Stated task: Omit the pictures, then write out every entry exactly as it reads.

Data shown:

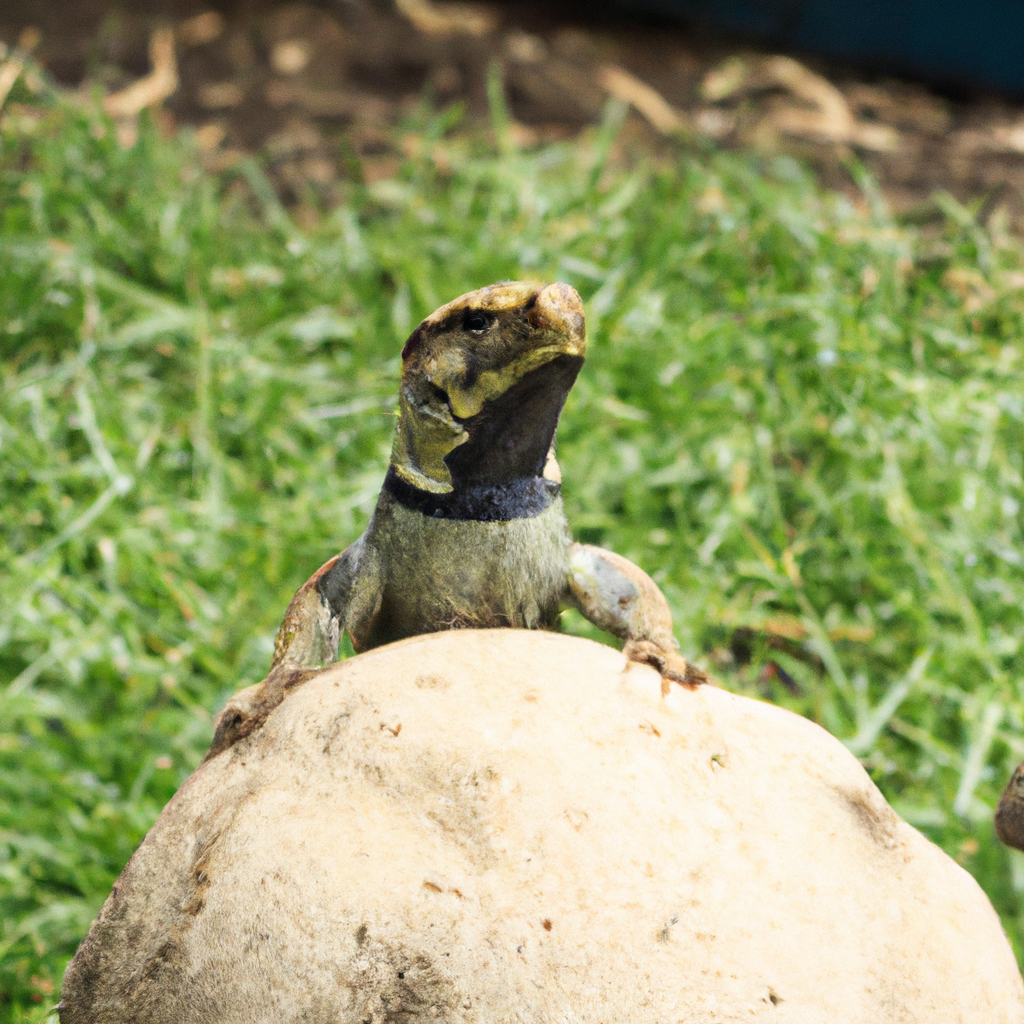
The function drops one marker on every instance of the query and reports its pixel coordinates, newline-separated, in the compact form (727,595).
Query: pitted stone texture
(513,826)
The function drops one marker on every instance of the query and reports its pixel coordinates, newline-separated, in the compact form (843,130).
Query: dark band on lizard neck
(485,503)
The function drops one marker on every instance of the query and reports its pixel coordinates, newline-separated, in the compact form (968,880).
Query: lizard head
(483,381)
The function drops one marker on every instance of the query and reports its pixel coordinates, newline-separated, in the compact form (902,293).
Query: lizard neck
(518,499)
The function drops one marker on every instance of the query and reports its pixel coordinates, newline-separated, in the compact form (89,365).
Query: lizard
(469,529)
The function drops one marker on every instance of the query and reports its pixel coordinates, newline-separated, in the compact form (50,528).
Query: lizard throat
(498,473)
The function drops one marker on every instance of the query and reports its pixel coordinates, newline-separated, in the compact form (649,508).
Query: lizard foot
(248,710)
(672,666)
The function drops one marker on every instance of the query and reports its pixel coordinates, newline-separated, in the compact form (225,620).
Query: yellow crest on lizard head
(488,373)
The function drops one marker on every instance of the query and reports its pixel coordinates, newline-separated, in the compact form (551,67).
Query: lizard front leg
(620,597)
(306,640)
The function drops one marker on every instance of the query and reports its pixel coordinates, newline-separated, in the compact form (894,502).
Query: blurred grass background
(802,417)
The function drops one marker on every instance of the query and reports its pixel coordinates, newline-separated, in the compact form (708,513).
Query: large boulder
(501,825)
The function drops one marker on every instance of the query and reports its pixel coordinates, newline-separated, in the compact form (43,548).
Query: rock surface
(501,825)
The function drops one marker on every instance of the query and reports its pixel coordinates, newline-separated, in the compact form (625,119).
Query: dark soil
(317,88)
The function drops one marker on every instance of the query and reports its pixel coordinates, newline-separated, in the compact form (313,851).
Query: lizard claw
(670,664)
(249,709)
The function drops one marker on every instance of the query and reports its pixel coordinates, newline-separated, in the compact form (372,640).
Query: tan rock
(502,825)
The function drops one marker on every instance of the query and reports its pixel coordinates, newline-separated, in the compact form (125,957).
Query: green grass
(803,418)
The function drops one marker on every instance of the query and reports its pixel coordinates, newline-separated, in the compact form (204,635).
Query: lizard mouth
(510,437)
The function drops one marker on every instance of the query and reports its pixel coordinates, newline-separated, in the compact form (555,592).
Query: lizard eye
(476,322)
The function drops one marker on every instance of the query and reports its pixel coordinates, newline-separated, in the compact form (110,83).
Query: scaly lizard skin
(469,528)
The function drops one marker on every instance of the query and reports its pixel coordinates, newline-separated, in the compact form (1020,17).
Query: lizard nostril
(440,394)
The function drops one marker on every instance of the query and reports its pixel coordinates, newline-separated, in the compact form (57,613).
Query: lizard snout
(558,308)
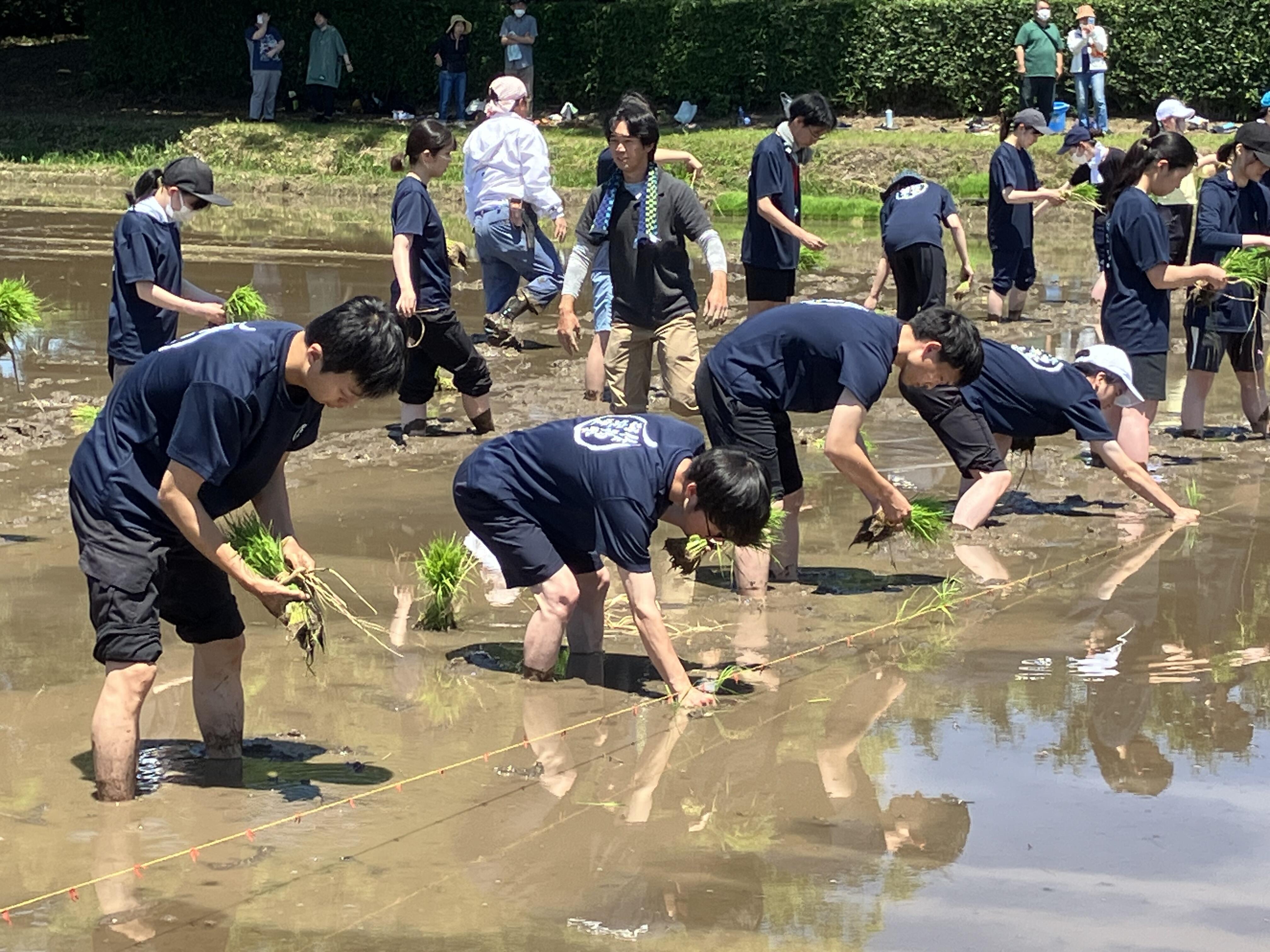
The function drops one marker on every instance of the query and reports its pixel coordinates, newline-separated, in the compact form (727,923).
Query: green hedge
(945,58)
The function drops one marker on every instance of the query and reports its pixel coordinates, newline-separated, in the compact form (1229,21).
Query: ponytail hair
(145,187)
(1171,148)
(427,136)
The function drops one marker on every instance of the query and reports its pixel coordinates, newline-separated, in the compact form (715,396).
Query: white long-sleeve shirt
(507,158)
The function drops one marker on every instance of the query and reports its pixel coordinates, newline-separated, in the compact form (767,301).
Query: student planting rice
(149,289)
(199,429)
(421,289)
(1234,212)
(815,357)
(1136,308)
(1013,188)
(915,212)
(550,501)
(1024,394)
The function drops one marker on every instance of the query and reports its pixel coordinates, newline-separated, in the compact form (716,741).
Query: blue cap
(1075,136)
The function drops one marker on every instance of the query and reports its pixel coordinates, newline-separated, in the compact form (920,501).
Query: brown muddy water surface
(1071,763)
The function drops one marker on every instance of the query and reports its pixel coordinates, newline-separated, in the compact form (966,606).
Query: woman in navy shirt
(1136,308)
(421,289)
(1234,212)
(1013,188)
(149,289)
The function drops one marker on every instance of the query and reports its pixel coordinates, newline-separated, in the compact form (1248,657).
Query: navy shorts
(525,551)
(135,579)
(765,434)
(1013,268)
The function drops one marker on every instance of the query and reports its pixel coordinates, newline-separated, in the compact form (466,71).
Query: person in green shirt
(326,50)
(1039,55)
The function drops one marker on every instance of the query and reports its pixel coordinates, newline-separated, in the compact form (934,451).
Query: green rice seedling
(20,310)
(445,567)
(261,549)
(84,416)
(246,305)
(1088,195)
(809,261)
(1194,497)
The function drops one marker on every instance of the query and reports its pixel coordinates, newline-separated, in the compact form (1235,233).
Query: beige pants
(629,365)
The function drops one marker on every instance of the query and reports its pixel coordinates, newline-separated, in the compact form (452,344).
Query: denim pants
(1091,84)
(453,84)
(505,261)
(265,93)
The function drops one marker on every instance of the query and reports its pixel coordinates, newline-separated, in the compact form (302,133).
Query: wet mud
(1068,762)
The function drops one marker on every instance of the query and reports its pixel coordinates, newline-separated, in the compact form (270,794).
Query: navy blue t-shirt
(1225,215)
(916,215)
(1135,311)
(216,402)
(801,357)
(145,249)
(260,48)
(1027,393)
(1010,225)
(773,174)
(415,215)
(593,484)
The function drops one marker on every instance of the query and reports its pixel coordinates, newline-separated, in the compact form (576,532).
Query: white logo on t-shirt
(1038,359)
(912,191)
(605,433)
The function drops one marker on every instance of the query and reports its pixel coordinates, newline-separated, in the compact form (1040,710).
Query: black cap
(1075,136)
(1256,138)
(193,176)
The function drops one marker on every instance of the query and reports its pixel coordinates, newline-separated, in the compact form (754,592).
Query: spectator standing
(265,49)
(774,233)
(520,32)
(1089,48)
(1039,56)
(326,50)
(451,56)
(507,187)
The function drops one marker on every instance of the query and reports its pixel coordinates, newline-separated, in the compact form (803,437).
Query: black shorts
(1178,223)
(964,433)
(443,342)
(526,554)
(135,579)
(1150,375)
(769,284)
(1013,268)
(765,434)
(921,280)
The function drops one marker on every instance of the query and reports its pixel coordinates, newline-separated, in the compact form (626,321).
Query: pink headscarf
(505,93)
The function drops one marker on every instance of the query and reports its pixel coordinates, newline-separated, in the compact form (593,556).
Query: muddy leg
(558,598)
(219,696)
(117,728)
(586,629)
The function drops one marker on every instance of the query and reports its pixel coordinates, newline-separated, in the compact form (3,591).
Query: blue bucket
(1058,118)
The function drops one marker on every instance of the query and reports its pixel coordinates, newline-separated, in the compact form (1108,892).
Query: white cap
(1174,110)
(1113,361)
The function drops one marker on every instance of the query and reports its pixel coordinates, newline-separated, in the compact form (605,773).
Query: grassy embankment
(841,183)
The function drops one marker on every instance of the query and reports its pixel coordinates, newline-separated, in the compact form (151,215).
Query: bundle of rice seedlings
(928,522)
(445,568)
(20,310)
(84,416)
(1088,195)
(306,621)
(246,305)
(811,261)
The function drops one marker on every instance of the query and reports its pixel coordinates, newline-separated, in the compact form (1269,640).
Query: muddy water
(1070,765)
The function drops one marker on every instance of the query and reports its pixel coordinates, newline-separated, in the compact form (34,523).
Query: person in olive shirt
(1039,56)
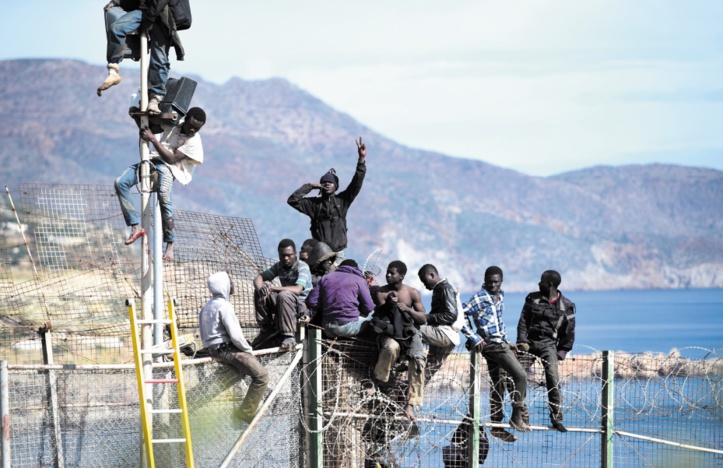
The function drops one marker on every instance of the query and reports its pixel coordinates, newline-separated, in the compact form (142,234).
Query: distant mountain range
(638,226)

The solution:
The function drops one marker on every instance of the query and reports its pixel coordinates, newline-separated, in the compact form (727,595).
Query: pitted stone texture
(513,826)
The function drops one marker on every instance of the query and reports its pixel coordinates, newline-separated, in the compact form (843,130).
Query: dark band on lizard neck
(485,503)
The function drops one marker on every instance of the query and reports its pixel coordinates, newline-separated, in the compact form (968,880).
Query: lizard head
(483,381)
The function drops one marker on every instance of the query and reports its pixel coordinates, newline-separated, in the compact form (902,293).
Query: lizard neck
(518,499)
The function drops one marker on every instance of the query and reports its pixel coordinates, newline-separated, in the compact form (89,365).
Query: lizard
(469,529)
The function drops one marker on every instance of the query and reports its pixel coordinates, newline-separated, in the compact form (50,528).
Query: lizard throat
(498,473)
The function drops one marker on every instance of the query and reports its pixel coordinates, newline-separated, in the compact form (649,508).
Query: lizard foot
(248,710)
(672,666)
The function drops one marker on every instance of the query and reports its pixel coordinates, newline-separated, in the compact form (225,620).
Query: yellow crest on lizard head
(488,373)
The function drops one marker on every instance of the query and reports its pixel coordinates, newline-separated, in the compact form (551,67).
Query: lizard front leg
(620,597)
(306,640)
The function drops one marker on every instance of the query and reports its pixel coordinates, newline-separated, in the compact form (894,502).
Query: blurred grass background
(802,417)
The function drops one marker on every instance of the query and reports its pixel coordinates, newline-separated, in the compact form (708,513).
Query: large boulder
(501,825)
The function drops one marker on every instance of the query and reports its pixel coordinates, newline-separated, in the compact form (43,548).
Query: rock surface
(501,825)
The function drops one marker on every instance of the query and reports its pixel coordinates, newline-separated, in the compact form (625,119).
Query: dark soil
(317,88)
The function drops one marker on every instance of the query and reports its pixel coordinates, newline-separated, in the compact form (313,851).
Query: lizard claw
(670,664)
(249,709)
The function drops one marker on every instance of the query and reports its pixel coordinates, newline-separated, in the compact form (372,640).
Query: tan rock
(502,825)
The function drops one marker on every instance of the query and reports its pixel coordinates, newline-separated, in the compact form (125,957).
Query: green grass
(803,418)
The function drops one marker on every instance of the query and reports its pixel coordinates, newline-separated, in the compact form (204,635).
Query: lizard mouth
(510,437)
The function drops one marker on every instance of the query and reports its pixel coordinates, newline-separated, in the compact form (555,592).
Query: lizard eye
(476,322)
The function drops one marker on every instance of the query and reports its pixel coordinates, newline-separated, in the compact form (110,83).
Query: scaly lizard skin
(469,528)
The function drops one marker on every instance of the query and reports its pixel coordinates, newline-separated, in the compact form (1020,17).
Query: lizard nostril
(440,394)
The function drops one marker on every instance of the query and reports its pixel coordinates, newline-separated, in the compact form (57,613).
Query: lizard snout
(558,308)
The function drops one marker on every instance of the query and reports its pixel coordinates, newline-separated, in the compact form (727,923).
Query: green hedge
(945,58)
The function drops one marker on every instance of the query and reports its pixel coordinates, newline-separated, in the compact form (1229,21).
Query: ponytail hair
(145,187)
(1171,148)
(427,136)
The function drops one marker on every instance of the query and reports its pixel coordinates, newline-separated, in the compact form (715,396).
Query: white long-sleeve shirt
(507,158)
The function drops one marker on every instance of the query and reports its pixel coordinates, newline-separated, in the compact form (767,301).
Query: student planting rice
(149,289)
(199,429)
(421,289)
(1234,212)
(815,357)
(1136,308)
(1013,188)
(915,212)
(550,501)
(1024,394)
The function drops one marker on every instance of the query and reports its pixel coordinates, newline-separated, in the compact form (716,741).
Query: blue cap
(1075,136)
The function drops one marker on every instance of the query and reports its pixel coordinates, newline-separated, in the compact form (920,501).
Query: brown muddy water surface
(1071,763)
The function drops one marker on every instance of the query and reports its pixel coordinates, newline-separated, in the compact form (966,606).
Query: woman in navy shirt
(1136,308)
(421,289)
(1234,212)
(1013,188)
(149,289)
The function drops one marker on every instance of the query and reports its pixel coordinates, newline-separated, in the compact form (1248,657).
Query: navy shorts
(525,551)
(135,579)
(765,434)
(1013,268)
The function drops one marker on every instance of the query and reports its pixel coordinates, newline-separated, in the compact form (466,71).
Query: person in green shirt
(326,50)
(1039,55)
The function drops one marker on every instance of the query and reports its pixel coordinates, newline-separated, in the compact form (934,451).
Query: green rice seedling
(20,310)
(445,567)
(261,549)
(84,416)
(246,305)
(1088,195)
(809,261)
(1194,497)
The function drops one marker on every instance of the query and reports its pixel coordinates, newline-separated, in the compact form (1235,233).
Query: beige pants
(629,365)
The function drops one marker on every instance of the query and reports its pixel coordinates, newline-separated, in the compact form (452,344).
Query: denim pants
(1091,84)
(453,84)
(505,261)
(265,93)
The function drops one marker on every instance of the query and reports its pixel coordinates, newline-separated, in the compact form (302,133).
Query: wet mud
(1068,762)
The function drops one marker on every instance of the query and reports its pixel coordinates, newline-separated, in the compact form (270,794).
Query: navy blue t-shirt
(1225,215)
(916,215)
(1135,311)
(216,402)
(801,357)
(145,249)
(260,48)
(1027,393)
(1010,225)
(773,174)
(415,215)
(593,484)
The function drops one marker on every instance of the query and reports its pixel coordinates, newline-separated, in the compact form (576,532).
Query: white logo on t-shirt
(1038,359)
(912,191)
(605,433)
The function drops one marker on every instance of the query and reports its pixel coordinates, newline-separated, in the compact form (1040,710).
Query: black cap
(1075,136)
(1256,138)
(193,176)
The function drops one marker on every instance of the query and reports its pixel coordinates, newline-separated, in the compact form (754,592).
Query: spectator standing
(265,49)
(774,233)
(520,32)
(1089,48)
(1039,56)
(326,50)
(451,56)
(507,187)
The function drops one marker on every instance of the query and reports its pixel coordinates, newline-separated, in the compact form (803,437).
Query: black shorts
(1178,223)
(964,433)
(443,342)
(526,554)
(135,579)
(1150,375)
(769,284)
(1013,268)
(765,434)
(921,280)
The function drops one marker on every instance of the query and reports its pixel coordinates, newline-separated, in the compact form (626,321).
Query: pink headscarf
(505,93)
The function drops one marker on every instance of the query and reports its pixel coordinates, newline-separated, in the compact form (593,556).
Query: muddy leg
(558,598)
(219,696)
(117,728)
(586,629)
The function drops one marker on every instance of the query and reports its pixel coordinates, newline-separated, in the compact form (3,591).
Query: blue bucket
(1058,118)
The function drops one marker on every instance of the query and reports its pixel coordinates, newline-separated, in the compact form (1108,892).
Query: white cap
(1174,110)
(1113,361)
The function drops one marker on every instance of the query and reports its pixel coordinates, newline-separated, in the compact form (605,773).
Query: grassy embankment
(841,183)
The function drops one marker on every instance of the query and reports its pixel coordinates, newline-separated, in the compact form (151,215).
Query: bundle of rice seedlings
(928,522)
(445,568)
(20,310)
(84,416)
(1088,195)
(306,621)
(246,305)
(811,261)
The function drops one marker on every instance of the query and reports its pixel coordinates, newline-separated, in the compact form (1269,640).
Query: muddy water
(1070,765)
The function drops one marker on every instance of the query and reports its pixel coordinates, newline-separated, in the compact form (34,523).
Query: person in olive shirt
(1039,56)
The function drops one marker on every instance of the query and reports its pixel coordinates, newline-separated, in the compact form (142,234).
Query: distant mountain range
(638,226)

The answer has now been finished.